Given records START
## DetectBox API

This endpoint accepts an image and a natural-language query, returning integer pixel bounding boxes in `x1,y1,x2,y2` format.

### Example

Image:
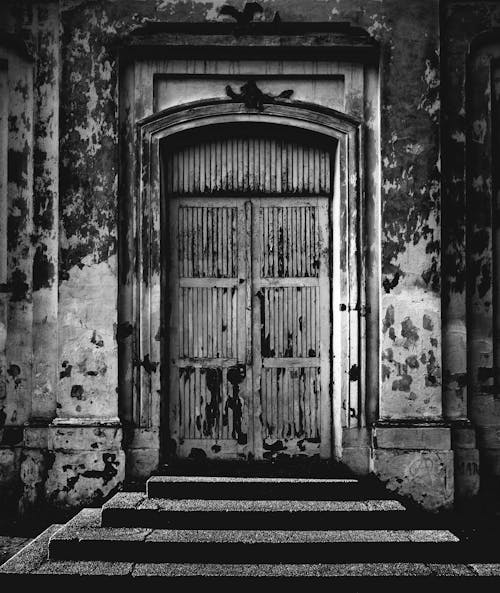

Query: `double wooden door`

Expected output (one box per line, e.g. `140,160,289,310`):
167,195,331,460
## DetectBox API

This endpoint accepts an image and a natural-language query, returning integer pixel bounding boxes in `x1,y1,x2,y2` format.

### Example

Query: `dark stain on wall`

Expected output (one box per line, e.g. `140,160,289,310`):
60,361,72,379
9,269,29,302
405,355,420,369
32,245,55,290
392,373,413,392
70,385,85,399
7,144,29,191
377,2,441,292
382,305,395,333
59,4,122,279
62,453,120,494
383,271,400,293
401,317,419,348
90,330,104,348
422,314,434,331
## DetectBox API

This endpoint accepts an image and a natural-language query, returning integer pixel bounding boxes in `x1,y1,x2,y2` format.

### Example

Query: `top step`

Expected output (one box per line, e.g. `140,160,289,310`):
146,476,388,501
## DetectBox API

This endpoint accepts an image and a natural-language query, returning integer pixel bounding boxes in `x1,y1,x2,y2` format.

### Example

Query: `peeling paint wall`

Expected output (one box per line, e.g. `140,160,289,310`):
0,3,36,516
0,0,497,514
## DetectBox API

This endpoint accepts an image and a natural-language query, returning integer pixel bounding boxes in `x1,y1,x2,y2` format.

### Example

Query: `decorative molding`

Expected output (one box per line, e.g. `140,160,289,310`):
225,80,293,111
219,2,263,28
120,22,379,63
51,417,122,427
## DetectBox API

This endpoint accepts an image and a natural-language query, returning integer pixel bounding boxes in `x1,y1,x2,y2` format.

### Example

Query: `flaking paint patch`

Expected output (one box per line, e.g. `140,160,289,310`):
59,5,120,277
58,255,117,418
45,449,125,508
381,290,442,419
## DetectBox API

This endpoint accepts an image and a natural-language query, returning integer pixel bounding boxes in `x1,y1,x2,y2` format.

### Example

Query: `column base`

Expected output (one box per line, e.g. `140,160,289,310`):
124,427,160,481
0,432,22,516
451,420,480,508
372,421,454,511
341,427,372,475
44,417,125,509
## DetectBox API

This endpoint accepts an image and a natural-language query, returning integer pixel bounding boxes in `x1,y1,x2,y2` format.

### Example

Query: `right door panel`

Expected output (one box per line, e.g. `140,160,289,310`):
252,197,331,459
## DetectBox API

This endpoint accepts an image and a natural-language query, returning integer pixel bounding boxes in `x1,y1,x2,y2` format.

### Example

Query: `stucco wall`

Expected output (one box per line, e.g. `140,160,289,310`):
0,0,496,513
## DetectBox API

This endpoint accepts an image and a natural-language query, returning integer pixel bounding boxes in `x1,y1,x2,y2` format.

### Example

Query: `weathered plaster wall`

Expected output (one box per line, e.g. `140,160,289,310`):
0,1,124,512
49,0,126,506
0,6,35,514
0,0,467,512
21,1,60,514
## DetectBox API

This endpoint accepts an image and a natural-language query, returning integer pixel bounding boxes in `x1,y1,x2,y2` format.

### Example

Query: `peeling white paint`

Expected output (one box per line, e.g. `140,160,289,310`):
451,130,466,143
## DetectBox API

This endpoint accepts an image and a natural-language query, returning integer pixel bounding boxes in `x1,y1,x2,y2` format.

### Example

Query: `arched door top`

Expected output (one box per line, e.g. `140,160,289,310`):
138,99,362,144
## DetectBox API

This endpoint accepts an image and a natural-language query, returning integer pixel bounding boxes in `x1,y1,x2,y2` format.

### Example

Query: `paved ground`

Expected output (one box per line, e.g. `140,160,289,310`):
0,535,33,566
0,521,36,567
0,513,70,566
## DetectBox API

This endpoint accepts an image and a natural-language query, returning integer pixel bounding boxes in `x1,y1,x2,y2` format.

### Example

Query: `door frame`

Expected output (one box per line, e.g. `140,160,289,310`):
132,98,365,463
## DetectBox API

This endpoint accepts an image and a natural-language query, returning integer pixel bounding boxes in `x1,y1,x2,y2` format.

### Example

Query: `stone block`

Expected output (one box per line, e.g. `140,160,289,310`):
0,447,21,512
342,427,371,448
342,447,372,475
480,448,500,476
375,426,451,450
0,447,18,485
126,447,160,480
45,449,125,508
476,425,500,449
128,427,160,450
49,423,122,451
453,447,480,501
24,426,49,449
451,424,476,449
470,394,500,425
19,448,50,509
373,449,454,511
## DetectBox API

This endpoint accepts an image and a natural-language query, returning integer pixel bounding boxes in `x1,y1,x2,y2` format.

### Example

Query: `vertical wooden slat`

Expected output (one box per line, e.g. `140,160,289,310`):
166,135,331,195
262,206,267,277
167,132,335,459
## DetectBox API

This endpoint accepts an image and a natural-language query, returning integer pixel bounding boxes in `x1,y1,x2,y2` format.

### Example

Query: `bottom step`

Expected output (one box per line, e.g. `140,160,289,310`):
2,526,500,581
36,509,496,564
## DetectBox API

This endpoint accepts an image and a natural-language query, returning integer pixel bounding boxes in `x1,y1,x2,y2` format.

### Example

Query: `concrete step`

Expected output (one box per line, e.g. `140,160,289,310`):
101,492,427,530
3,526,498,582
146,475,386,500
2,515,500,582
46,509,485,564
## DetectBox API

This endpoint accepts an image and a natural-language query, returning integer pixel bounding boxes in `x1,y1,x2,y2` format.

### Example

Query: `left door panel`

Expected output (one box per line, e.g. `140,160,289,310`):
167,198,252,459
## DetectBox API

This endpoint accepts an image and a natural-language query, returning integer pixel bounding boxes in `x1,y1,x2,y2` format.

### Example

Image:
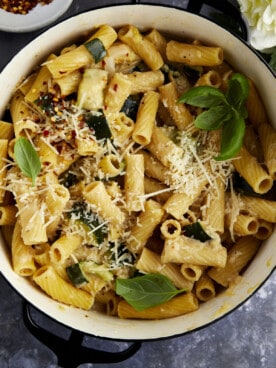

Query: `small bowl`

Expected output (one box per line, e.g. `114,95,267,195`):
0,0,73,33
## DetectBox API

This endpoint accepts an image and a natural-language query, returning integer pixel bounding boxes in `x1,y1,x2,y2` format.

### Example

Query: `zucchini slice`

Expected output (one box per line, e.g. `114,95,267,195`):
68,201,107,245
84,111,112,140
183,221,212,242
66,263,88,287
84,38,107,63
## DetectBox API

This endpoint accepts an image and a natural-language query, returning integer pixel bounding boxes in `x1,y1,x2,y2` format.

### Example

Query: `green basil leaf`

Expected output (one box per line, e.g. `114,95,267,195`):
178,86,227,108
215,111,245,161
85,38,107,63
194,105,233,130
226,73,249,115
14,137,41,186
236,104,248,119
116,273,186,311
178,73,248,161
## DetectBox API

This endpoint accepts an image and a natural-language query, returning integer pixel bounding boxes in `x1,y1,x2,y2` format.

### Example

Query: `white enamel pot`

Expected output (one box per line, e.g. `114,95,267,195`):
0,2,275,351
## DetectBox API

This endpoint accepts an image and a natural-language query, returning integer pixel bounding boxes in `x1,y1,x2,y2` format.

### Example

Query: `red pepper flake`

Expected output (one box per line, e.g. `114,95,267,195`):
0,0,53,15
1,0,53,14
78,121,85,129
43,129,50,137
113,83,118,92
56,145,62,154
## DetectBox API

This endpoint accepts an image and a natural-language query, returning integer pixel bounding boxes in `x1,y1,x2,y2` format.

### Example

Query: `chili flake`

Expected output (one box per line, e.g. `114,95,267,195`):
0,0,53,15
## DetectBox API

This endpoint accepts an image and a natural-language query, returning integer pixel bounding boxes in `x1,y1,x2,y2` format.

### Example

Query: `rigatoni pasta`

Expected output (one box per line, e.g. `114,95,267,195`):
166,40,223,66
0,23,275,320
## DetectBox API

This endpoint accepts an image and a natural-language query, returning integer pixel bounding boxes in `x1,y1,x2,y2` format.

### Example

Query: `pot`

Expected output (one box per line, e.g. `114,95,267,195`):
0,0,275,361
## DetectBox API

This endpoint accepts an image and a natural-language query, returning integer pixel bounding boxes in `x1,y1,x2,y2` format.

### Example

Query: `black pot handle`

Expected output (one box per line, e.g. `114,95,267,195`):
131,0,247,41
23,302,141,367
186,0,248,41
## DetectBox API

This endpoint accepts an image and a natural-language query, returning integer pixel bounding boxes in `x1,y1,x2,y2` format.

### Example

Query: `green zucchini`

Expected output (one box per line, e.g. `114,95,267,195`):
183,221,212,242
120,94,141,121
68,201,107,245
84,110,112,140
66,263,88,287
84,38,107,63
232,172,267,198
66,260,113,287
81,261,113,282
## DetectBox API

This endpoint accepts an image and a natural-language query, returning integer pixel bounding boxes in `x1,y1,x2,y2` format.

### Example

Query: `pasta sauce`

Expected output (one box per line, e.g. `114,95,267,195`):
0,24,275,319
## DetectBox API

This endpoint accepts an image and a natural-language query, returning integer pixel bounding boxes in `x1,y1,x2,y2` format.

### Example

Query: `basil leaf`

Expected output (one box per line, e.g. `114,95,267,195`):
14,137,41,186
215,110,245,161
85,38,107,63
194,105,233,130
226,73,249,115
116,273,186,311
177,73,249,161
178,86,227,108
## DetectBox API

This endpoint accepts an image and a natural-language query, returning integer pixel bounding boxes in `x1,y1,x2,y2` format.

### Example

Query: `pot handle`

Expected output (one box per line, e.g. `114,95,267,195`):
23,302,141,367
132,0,248,41
186,0,247,40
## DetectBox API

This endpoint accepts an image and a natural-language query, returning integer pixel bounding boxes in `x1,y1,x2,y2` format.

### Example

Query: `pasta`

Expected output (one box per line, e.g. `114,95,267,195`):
166,40,223,66
0,205,17,226
0,23,274,321
161,232,227,268
132,91,159,145
233,145,273,194
117,292,199,319
33,264,94,310
181,264,205,282
258,123,276,179
124,154,145,212
0,120,14,140
11,220,36,277
118,25,164,71
136,247,193,290
0,139,8,202
208,236,261,287
195,273,216,302
159,82,193,130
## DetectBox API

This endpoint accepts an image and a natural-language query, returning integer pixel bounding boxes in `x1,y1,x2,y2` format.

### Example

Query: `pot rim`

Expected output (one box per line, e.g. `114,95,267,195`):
1,265,275,343
0,4,275,341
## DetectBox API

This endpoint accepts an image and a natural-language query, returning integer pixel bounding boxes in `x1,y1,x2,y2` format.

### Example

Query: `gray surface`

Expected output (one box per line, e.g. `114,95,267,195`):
0,1,275,367
0,272,275,368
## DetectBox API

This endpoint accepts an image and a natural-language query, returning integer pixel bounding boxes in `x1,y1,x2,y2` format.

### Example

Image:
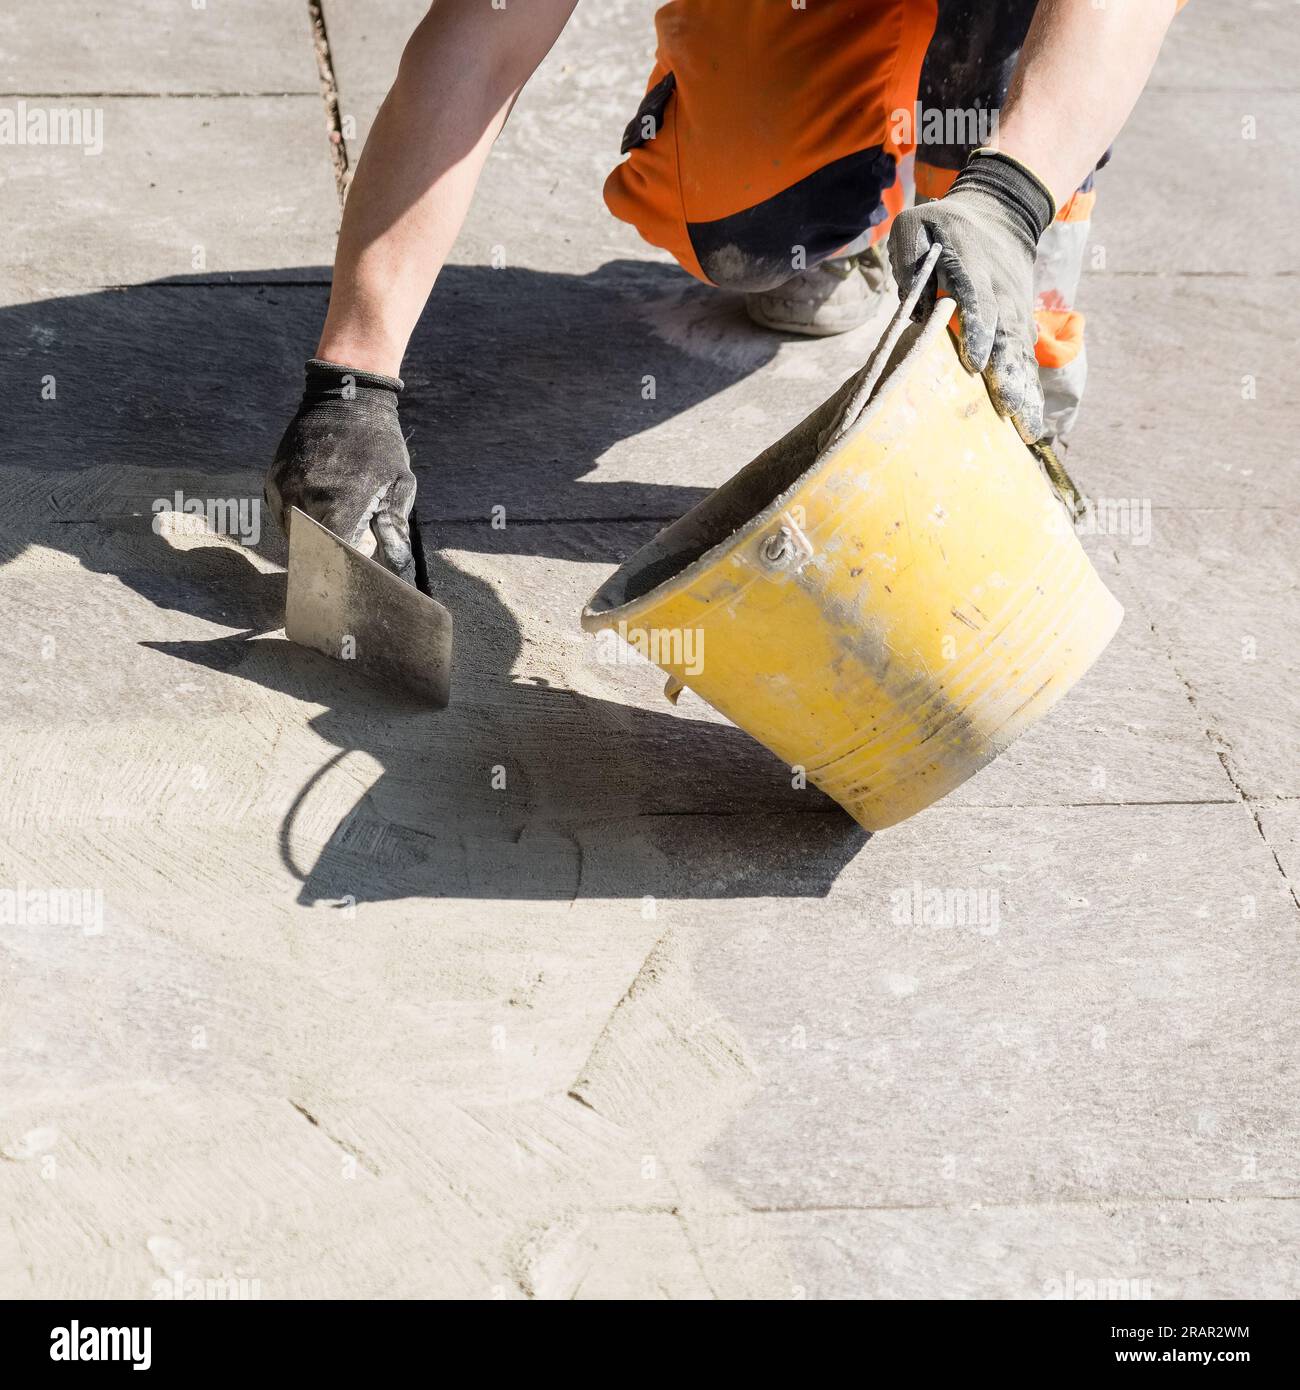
Given records END
*The problem*:
From the data, collect all lines where the string "white" appears.

*Your solution*:
Query: `peeling white paint`
Query: `white enamel pot`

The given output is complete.